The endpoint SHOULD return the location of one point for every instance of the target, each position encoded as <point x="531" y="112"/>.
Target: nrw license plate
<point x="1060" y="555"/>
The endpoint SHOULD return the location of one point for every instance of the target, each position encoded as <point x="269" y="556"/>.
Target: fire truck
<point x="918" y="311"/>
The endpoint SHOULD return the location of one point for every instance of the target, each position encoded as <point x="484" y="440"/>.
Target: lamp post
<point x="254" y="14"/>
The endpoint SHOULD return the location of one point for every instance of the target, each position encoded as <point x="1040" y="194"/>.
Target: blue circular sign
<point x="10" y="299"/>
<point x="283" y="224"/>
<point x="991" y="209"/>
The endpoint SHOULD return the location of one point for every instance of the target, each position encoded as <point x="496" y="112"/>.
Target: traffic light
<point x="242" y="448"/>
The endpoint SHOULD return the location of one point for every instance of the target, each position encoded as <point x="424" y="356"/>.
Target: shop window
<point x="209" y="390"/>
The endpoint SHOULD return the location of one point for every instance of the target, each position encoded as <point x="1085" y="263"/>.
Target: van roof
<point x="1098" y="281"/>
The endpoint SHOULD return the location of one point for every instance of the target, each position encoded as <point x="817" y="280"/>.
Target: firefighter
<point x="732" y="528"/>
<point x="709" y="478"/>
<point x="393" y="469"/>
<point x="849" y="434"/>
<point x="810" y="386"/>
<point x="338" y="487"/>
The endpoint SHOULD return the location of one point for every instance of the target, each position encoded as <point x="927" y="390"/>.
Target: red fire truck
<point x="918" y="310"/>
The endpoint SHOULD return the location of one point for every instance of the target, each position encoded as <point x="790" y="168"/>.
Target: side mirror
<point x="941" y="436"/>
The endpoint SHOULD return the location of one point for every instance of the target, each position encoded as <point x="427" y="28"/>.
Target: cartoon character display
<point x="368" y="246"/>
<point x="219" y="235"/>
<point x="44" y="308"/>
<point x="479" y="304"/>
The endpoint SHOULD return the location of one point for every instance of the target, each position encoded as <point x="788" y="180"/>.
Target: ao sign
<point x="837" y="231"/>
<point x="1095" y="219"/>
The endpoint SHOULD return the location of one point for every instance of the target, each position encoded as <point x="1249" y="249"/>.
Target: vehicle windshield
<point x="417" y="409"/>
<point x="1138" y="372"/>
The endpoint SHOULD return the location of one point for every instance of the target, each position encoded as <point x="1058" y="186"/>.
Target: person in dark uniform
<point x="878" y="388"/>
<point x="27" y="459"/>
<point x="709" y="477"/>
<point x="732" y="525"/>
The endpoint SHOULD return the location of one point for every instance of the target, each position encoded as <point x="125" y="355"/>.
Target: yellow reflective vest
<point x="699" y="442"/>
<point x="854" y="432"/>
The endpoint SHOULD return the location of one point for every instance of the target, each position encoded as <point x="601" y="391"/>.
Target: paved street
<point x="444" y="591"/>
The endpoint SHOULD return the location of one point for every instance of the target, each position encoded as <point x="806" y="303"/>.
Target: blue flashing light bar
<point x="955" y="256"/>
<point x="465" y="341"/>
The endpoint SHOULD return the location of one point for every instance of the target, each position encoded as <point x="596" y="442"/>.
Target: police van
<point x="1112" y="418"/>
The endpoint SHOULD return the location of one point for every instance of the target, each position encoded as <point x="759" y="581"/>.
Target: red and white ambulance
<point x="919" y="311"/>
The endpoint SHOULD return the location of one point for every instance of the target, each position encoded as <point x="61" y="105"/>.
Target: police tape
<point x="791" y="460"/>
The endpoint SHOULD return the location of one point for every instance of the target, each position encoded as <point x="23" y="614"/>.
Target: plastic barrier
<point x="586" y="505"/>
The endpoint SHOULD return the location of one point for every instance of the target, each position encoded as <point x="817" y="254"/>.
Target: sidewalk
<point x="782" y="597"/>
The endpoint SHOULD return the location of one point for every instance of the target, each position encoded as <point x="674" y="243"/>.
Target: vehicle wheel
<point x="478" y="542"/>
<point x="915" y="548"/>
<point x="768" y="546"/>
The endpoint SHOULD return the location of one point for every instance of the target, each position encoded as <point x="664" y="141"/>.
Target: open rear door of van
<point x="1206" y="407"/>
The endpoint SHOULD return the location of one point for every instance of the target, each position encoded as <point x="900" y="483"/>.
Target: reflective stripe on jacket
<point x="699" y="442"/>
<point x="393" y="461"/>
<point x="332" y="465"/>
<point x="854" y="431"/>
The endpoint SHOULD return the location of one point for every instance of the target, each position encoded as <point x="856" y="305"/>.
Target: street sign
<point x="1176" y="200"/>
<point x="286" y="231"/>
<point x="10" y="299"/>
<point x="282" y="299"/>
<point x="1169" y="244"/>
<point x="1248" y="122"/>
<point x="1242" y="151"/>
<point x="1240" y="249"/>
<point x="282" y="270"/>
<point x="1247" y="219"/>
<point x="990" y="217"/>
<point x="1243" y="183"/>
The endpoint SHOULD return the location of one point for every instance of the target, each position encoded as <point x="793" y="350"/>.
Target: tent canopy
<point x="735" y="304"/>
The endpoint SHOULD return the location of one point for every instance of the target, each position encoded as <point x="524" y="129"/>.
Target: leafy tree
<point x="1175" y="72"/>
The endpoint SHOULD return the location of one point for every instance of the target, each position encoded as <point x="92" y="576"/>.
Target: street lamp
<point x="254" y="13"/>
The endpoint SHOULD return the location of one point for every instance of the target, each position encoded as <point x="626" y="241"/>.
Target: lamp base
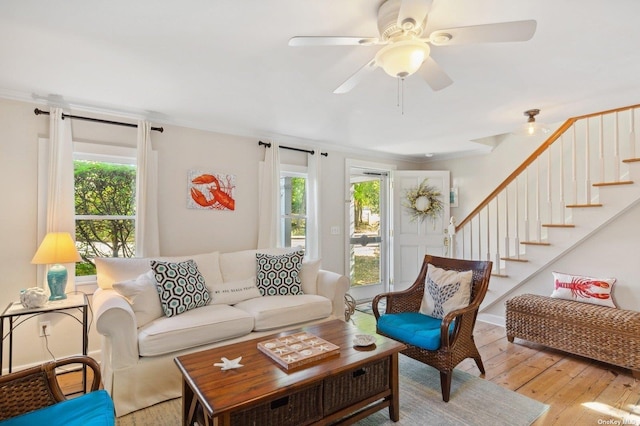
<point x="57" y="280"/>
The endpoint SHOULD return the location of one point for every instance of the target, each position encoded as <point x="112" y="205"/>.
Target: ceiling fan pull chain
<point x="402" y="96"/>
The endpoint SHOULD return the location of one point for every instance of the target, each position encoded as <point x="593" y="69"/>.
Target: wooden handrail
<point x="526" y="163"/>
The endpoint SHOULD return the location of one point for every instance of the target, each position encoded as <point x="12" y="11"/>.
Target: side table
<point x="15" y="311"/>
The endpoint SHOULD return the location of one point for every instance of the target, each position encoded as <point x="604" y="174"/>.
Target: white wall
<point x="183" y="231"/>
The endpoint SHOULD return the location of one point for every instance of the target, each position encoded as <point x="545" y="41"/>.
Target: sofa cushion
<point x="142" y="294"/>
<point x="280" y="311"/>
<point x="234" y="292"/>
<point x="279" y="274"/>
<point x="111" y="270"/>
<point x="309" y="276"/>
<point x="180" y="285"/>
<point x="207" y="324"/>
<point x="241" y="265"/>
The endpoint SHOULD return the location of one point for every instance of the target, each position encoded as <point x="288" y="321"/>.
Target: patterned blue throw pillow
<point x="278" y="275"/>
<point x="180" y="285"/>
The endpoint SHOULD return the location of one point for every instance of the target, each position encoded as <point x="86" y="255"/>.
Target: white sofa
<point x="139" y="342"/>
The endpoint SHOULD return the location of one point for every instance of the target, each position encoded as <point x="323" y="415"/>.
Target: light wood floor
<point x="579" y="391"/>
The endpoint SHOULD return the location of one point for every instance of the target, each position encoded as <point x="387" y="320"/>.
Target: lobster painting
<point x="582" y="287"/>
<point x="209" y="193"/>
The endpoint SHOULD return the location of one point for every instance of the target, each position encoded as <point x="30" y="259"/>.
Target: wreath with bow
<point x="423" y="201"/>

--*--

== What you will do ==
Every record above should be written out again without change, except that the pictures are left out.

== Solution below ==
The endpoint SHOULD return the location of one point for every instance of the target, each position encoded as <point x="531" y="112"/>.
Target: nrw license plate
<point x="1060" y="555"/>
The endpoint SHOULD return the location of one point for every instance of the target, each position encoded as <point x="269" y="556"/>.
Target: fire truck
<point x="918" y="311"/>
The endpoint SHOULD return the location of one point for every instance of the target, each position encoded as <point x="484" y="440"/>.
Target: lamp post
<point x="254" y="14"/>
The endpoint SHOULD return the location of one point for every instance of the target, each position encoded as <point x="1040" y="194"/>.
Target: blue circular sign
<point x="10" y="299"/>
<point x="283" y="224"/>
<point x="991" y="209"/>
The endpoint SHOULD return the location of one point for every instance of the target, each position encoded as <point x="496" y="112"/>.
Target: traffic light
<point x="242" y="448"/>
The endpoint SHOULD return the location of one point for every instance of the target, each position encoded as <point x="424" y="356"/>.
Target: shop window
<point x="209" y="390"/>
The endpoint SHOULD return the location of one point for every instance of the target, each position encoded as <point x="1085" y="263"/>.
Target: van roof
<point x="1098" y="281"/>
The endpoint SHOULD return the location of one point for every instance of the target, each position encoded as <point x="817" y="280"/>.
Target: firefighter
<point x="732" y="528"/>
<point x="709" y="478"/>
<point x="393" y="469"/>
<point x="849" y="434"/>
<point x="810" y="386"/>
<point x="338" y="487"/>
The endpoint SHOULD return the location of one point for every instance of the target, each position encoded as <point x="927" y="390"/>.
Target: red fire truck
<point x="918" y="310"/>
The endpoint SHOULD return the location of one point for every instance of the target, each position encoded as <point x="790" y="168"/>.
Target: side mirror
<point x="941" y="436"/>
The endpoint SHOULD return the location of one point for every instance of the target, each position encoded as <point x="427" y="28"/>.
Target: cartoon character display
<point x="368" y="246"/>
<point x="219" y="235"/>
<point x="44" y="308"/>
<point x="479" y="304"/>
The endpoint SHOULD return the location of one point for every instance of the target, each position encoded as <point x="788" y="180"/>.
Target: ao sign
<point x="837" y="231"/>
<point x="1095" y="219"/>
The endpoint SHOULD return the location of one point for every instance of the target, each position encoded as <point x="1249" y="249"/>.
Target: vehicle windshield
<point x="417" y="409"/>
<point x="1138" y="372"/>
The endpoint SHOULD return the location of one point for every instance of the target, each position encoded as <point x="1058" y="186"/>.
Target: person in dark uniform
<point x="878" y="388"/>
<point x="27" y="459"/>
<point x="709" y="477"/>
<point x="732" y="525"/>
The endpoint SHOULD return the location of one point for every instance of the target, each position encoded as <point x="125" y="355"/>.
Target: yellow reflective vest
<point x="699" y="442"/>
<point x="854" y="432"/>
The endpoint SHOULD return the location of one point for every instance of the target, each position encoded as <point x="601" y="391"/>.
Target: paved street
<point x="444" y="591"/>
The endpoint SHOULD return the location of one point for every instance of the target, each position encoded as <point x="806" y="303"/>.
Target: blue flashing light bar
<point x="955" y="256"/>
<point x="465" y="341"/>
The endpoint SHOULD return the location of one point for every instance of the target, each position encoded as <point x="596" y="442"/>.
Target: police van
<point x="1112" y="418"/>
The endpoint SHOULD return the location of one point for every instance of the target, each position encoded as <point x="759" y="581"/>.
Target: red and white ambulance
<point x="919" y="311"/>
The endpoint SHOULD return the location of one point for every instance of the target, each position encoded as <point x="61" y="105"/>.
Target: police tape
<point x="791" y="460"/>
The endpoint SHOULD return the location of one point for every instance of the target, each position encoded as <point x="23" y="614"/>.
Target: plastic barrier
<point x="586" y="505"/>
The endpoint SHOULD return the location of one point for every instance of the target, each position encoded as <point x="817" y="254"/>.
Target: sidewalk
<point x="782" y="597"/>
The endpoint SHOULD return the location of one point for every instance of the target, each position encoded as <point x="674" y="243"/>.
Target: vehicle wheel
<point x="478" y="542"/>
<point x="915" y="548"/>
<point x="768" y="546"/>
The endpoint SHOULD return the location of one point for every instance of the target, each position encoded as <point x="664" y="141"/>.
Target: open rear door of van
<point x="1206" y="407"/>
The endpoint SHOULD return the location of one point for every instance of the target, each position encoded as <point x="900" y="483"/>.
Target: reflective stripe on jacket
<point x="699" y="442"/>
<point x="393" y="461"/>
<point x="332" y="465"/>
<point x="854" y="431"/>
The endpoint SHOULD return the location of one point for every instance of the target, each position encoded as <point x="856" y="305"/>.
Target: street sign
<point x="1176" y="200"/>
<point x="286" y="231"/>
<point x="10" y="299"/>
<point x="282" y="299"/>
<point x="1169" y="244"/>
<point x="1248" y="122"/>
<point x="1242" y="151"/>
<point x="1240" y="249"/>
<point x="282" y="270"/>
<point x="1247" y="219"/>
<point x="990" y="217"/>
<point x="1243" y="183"/>
The endpoint SHOULD return the location of one point for every instance of the target, each position encoded as <point x="793" y="350"/>.
Target: tent canopy
<point x="735" y="304"/>
The endpoint SHOULD return the location of one point for every instance of the target, each position encoded as <point x="524" y="129"/>.
Target: leafy tree
<point x="1175" y="72"/>
The endpoint SHOULD return the location of one point for every instance of the target, each position encoded as <point x="92" y="576"/>.
Target: street lamp
<point x="254" y="13"/>
The endpoint SHOULD return the location of one point for every instance of the target, each position encoded as <point x="626" y="241"/>.
Target: lamp base
<point x="57" y="280"/>
The endpoint SHOULD return the location of one point for every instance of the target, each position encoded as <point x="112" y="205"/>.
Target: ceiling fan pull chain
<point x="402" y="96"/>
The endpoint SHOULD return the location of one point for every instance of the target, each position encoded as <point x="593" y="69"/>.
Target: wooden handrail
<point x="526" y="163"/>
The endpoint SHOULD return the location of one point for every instance of the target, each position encoded as <point x="12" y="11"/>.
Target: side table
<point x="15" y="311"/>
The endpoint SHOULD return the location of one point for every instance of the target, each position encoded as <point x="604" y="174"/>.
Target: white wall
<point x="183" y="231"/>
The endpoint SHOULD return the location of one point for every instance of the target, each position encoded as <point x="545" y="41"/>.
Target: sofa cushion
<point x="142" y="294"/>
<point x="280" y="311"/>
<point x="234" y="292"/>
<point x="279" y="274"/>
<point x="111" y="270"/>
<point x="309" y="276"/>
<point x="180" y="285"/>
<point x="207" y="324"/>
<point x="241" y="265"/>
The endpoint SHOULD return the location of one point for every instance of the target, each position encoded as <point x="288" y="321"/>.
Target: patterned blue throw pillow
<point x="278" y="275"/>
<point x="180" y="285"/>
The endpoint SHOULD return the location of one point for every instance of the target, each position encoded as <point x="86" y="255"/>.
Target: white sofa
<point x="139" y="342"/>
The endpoint SHOULD return the location of one point for every instance of the target, each position encoded as <point x="323" y="415"/>.
Target: light wood floor
<point x="579" y="391"/>
The endpoint SHOULD return the location of one point for every instance of the target, each position encoded as <point x="387" y="320"/>.
Target: lobster painting
<point x="582" y="287"/>
<point x="209" y="193"/>
The endpoint SHOULD return the location of one point for every instance of the target, each position encoded as <point x="30" y="259"/>.
Target: wreath with bow
<point x="423" y="201"/>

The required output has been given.